> [What you need to do]:
According to the text on Hashimoto's disease, what is the treatment for the condition?
Extracted text Block Start
Hashimoto’s Disease

Hashimoto’s disease happens when your immune system attacks your thyroid.  The thyroid is a small gland at the base of your neck. The thyroid gland is part of your endocrine system, which produces hormones that coordinate many of your body’s functions.

Inflammation from Hashimoto’s disease is also known as chronic lymphocytic thyroiditis.  This often leads to an underactive thyroid gland (hypothyroidism).  Hashimoto’s disease is the most common cause of hypothyroidism.  It affects mainly middle-aged women but can also occur in men and women of any age and in children.

Doctors have to test your thyroid to detect Hashimoto’s disease.  The treatment for Hashimoto’s is thyroid hormone replacement. 


At first you might not notice signs or symptoms of Hashimoto’s disease.  
You may notice a swelling at the front of your throat (goiter). Hashimoto’s disease typically progresses slowly over years and causes chronic thyroid damage.  This leads to a drop in thyroid hormone levels in your blood.  The symptoms are mainly those of an underactive thyroid gland (hypothyroidism).
Extracted text Block End
Records shown Block Start
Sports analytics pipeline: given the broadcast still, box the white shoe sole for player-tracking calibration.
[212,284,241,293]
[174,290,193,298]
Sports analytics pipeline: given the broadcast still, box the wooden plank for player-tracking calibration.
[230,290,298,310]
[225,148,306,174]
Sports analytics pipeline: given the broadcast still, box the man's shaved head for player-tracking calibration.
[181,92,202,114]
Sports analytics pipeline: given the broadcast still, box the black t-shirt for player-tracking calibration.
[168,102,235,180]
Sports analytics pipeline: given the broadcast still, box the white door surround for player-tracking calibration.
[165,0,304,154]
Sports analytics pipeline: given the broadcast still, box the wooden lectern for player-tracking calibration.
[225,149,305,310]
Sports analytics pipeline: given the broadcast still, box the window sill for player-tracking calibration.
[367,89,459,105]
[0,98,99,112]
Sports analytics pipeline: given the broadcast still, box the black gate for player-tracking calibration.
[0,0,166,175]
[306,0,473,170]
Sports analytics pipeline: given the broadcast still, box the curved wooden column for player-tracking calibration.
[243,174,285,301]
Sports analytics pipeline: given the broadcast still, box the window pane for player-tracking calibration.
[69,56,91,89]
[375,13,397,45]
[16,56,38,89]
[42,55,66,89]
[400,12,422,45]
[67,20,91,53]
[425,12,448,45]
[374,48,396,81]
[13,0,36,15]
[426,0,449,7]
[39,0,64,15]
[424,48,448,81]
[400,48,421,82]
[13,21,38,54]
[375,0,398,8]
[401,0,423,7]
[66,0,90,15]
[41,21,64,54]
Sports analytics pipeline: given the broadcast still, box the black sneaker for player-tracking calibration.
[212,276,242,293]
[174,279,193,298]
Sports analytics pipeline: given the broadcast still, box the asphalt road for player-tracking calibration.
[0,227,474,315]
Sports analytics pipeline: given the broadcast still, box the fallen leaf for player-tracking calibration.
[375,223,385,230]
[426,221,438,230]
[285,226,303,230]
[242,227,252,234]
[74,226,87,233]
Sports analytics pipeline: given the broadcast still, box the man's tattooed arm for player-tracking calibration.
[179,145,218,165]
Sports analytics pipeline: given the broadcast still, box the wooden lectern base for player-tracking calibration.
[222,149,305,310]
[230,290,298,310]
Records shown Block End
> [Answer box]:
The treatment is thyroid hormone replacement.